**DOCUMENT PASSAGE**
When we allow human thinking to rule our hearts so that we reject those whom God may send our way, we may be in danger of rejecting Jesus Christ himself, for scripture teaches us that the way we treat his “little ones,” i.e. his true followers, is how we treat Jesus. May we have open hearts and minds like that of Cornelius and Peter to see past our former prejudices, beliefs, cultures and traditions so we don’t miss out on the blessings God has for us, and for the lives he would have us to touch with his love and his grace.

Great is The Lord! / An Original Work / June 12, 2013

Based off Various Scriptures – Ps. 57:10; 89:1; 145:3; Jer. 32:19;
La. 3:22-24; Da. 9:4; Lu. 21:27; Ep. 1:19; Tit. 2:13; 1 Jn. 3:1 (NIV ’84)

Great is the Lord!
He has done wondrous things.
Great is His love
Reaching up to the heav’ns.
His faithfulness reaches
Up to the skies.

**SET EXERCISE**
Reproduce word for word the part of the devotional text above, starting at "Great is The Lord! /" and ending at "to the skies.".

**DATASET SECTION**
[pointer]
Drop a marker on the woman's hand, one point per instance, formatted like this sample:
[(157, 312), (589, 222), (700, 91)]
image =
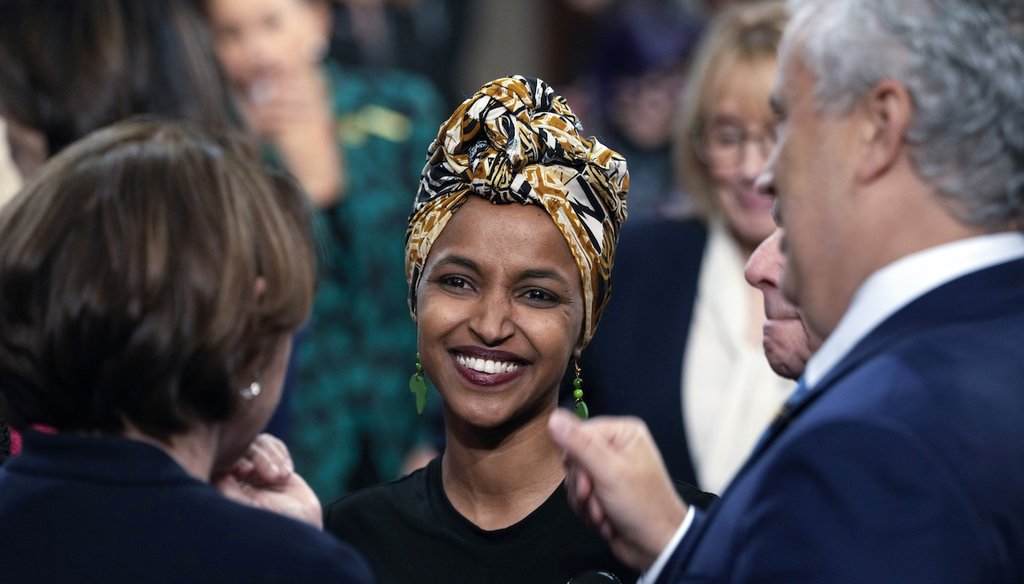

**RESPONSE TO THIS EXERCISE**
Great is The Lord! / An Original Work / June 12, 2013

Based off Various Scriptures – Ps. 57:10; 89:1; 145:3; Jer. 32:19;
La. 3:22-24; Da. 9:4; Lu. 21:27; Ep. 1:19; Tit. 2:13; 1 Jn. 3:1 (NIV ’84)

Great is the Lord!
He has done wondrous things.
Great is His love
Reaching up to the heav’ns.
His faithfulness reaches
Up to the skies.